— START OF EXTRACT TO READ —

Is Akhilesh Yadav govt helping Owaisi by stopping him from holding rallies in poll-bound UP?
In the past one year, the UP government denied him permission to hold public meetings more than a dozen times on the grounds that he would deliver incendiary speeches of the kind he had made in the past. But is Owaisi really losing much by not sharing his wisdom at public meetings?
Let’s get this right first. Asaduddin Owaisi is fed up. The 47-year-old Lok Sabha member from Hyderabad and president of the All India Majlis-e-Ittehadul Muslimeen (AIMIM) is simply tired of confining his politics to the vicinity of the banks of the Musi.
The political fatigue has afflicted the man for some five years or so, and it’s beginning to tell on him. And encouraged by the mild success of his past forays into Maharashtra (where his party has two assembly members) and other states, he now has his tired eyes firmly set on elections next year in Uttar Pradesh.
But his path to national stardom via UP is riddled with two big potholes. One is that the Akhilesh Yadav government is not letting him address rallies in Uttar Pradesh. The other is that his talk of cobbling up an alliance between Muslims, Dalits and Other Backward Classes under the umbrella of a Muslim party is confusing the hell out of a lot of people, which again include Muslims, Dalits, and Other Backward Classes.

— END OF EXTRACT TO READ —
— START OF SUPPLIED DATA —

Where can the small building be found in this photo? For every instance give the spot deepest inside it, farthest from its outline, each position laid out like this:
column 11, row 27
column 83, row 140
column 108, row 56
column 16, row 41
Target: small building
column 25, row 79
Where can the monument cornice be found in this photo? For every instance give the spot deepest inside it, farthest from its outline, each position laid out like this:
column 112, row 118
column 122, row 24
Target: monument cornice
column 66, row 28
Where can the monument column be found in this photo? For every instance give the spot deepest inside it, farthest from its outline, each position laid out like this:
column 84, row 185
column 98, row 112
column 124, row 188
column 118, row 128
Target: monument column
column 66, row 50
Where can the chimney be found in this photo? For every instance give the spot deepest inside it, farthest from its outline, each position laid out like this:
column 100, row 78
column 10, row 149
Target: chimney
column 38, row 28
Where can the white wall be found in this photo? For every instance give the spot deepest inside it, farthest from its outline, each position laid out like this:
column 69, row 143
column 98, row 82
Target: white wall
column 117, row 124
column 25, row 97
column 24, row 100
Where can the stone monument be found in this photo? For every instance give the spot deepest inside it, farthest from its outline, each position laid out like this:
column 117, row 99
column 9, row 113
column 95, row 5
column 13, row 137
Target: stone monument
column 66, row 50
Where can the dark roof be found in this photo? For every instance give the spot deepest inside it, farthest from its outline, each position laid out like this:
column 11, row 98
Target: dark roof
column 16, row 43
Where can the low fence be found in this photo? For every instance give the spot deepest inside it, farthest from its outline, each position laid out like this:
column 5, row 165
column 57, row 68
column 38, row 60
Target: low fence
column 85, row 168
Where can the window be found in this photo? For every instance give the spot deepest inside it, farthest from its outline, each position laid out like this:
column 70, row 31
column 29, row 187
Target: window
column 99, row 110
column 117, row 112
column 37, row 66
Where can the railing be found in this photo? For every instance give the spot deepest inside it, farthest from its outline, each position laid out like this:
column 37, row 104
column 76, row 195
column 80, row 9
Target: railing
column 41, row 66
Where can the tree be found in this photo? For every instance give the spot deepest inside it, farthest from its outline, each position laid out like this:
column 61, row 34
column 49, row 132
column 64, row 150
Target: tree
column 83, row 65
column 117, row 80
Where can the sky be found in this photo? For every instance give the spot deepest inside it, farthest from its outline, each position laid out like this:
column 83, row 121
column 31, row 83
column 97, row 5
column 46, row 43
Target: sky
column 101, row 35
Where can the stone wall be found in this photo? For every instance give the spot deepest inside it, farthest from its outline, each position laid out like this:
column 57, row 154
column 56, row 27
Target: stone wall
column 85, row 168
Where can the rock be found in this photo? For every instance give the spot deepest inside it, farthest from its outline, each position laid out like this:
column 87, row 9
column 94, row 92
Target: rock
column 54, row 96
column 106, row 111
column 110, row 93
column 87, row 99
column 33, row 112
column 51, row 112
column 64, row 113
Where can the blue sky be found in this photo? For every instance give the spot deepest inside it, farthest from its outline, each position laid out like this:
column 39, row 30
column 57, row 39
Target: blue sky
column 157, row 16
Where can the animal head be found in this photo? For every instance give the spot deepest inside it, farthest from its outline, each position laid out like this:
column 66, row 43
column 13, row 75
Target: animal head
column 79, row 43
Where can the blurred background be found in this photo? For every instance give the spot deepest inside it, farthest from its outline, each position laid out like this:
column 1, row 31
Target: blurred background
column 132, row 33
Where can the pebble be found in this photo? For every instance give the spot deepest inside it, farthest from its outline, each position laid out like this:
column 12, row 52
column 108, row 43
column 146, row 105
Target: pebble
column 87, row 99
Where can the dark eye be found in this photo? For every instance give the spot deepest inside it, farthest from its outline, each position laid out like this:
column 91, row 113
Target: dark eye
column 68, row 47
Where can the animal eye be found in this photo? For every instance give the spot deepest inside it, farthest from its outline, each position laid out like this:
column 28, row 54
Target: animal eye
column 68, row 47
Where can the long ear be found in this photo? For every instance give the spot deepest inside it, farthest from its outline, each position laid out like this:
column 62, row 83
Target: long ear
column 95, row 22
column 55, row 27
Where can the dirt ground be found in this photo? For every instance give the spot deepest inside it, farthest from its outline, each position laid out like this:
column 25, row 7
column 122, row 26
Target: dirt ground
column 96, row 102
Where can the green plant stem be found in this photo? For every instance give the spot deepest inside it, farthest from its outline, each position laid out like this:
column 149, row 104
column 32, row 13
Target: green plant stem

— END OF SUPPLIED DATA —

▶ [TASK INSTRUCTIONS]:
[1] In the article on Owaisi and Uttar Pradesh, reproduce the passage between "Let’s get this" and "of the Musi.", inclusive, substituting "Secunderabad" for "Hyderabad".
[2] According to the article on Owaisi and Uttar Pradesh, which groups does Owaisi propose to bring together in an alliance under a Muslim party?
The dataset records are not needed for this work.

▶ [WRITTEN ANSWERS]:
[1]
Let’s get this right first. Asaduddin Owaisi is fed up. The 47-year-old Lok Sabha member from Secunderabad and president of the All India Majlis-e-Ittehadul Muslimeen (AIMIM) is simply tired of confining his politics to the vicinity of the banks of the Musi.

[2] Muslims, Dalits, and Other Backward Classes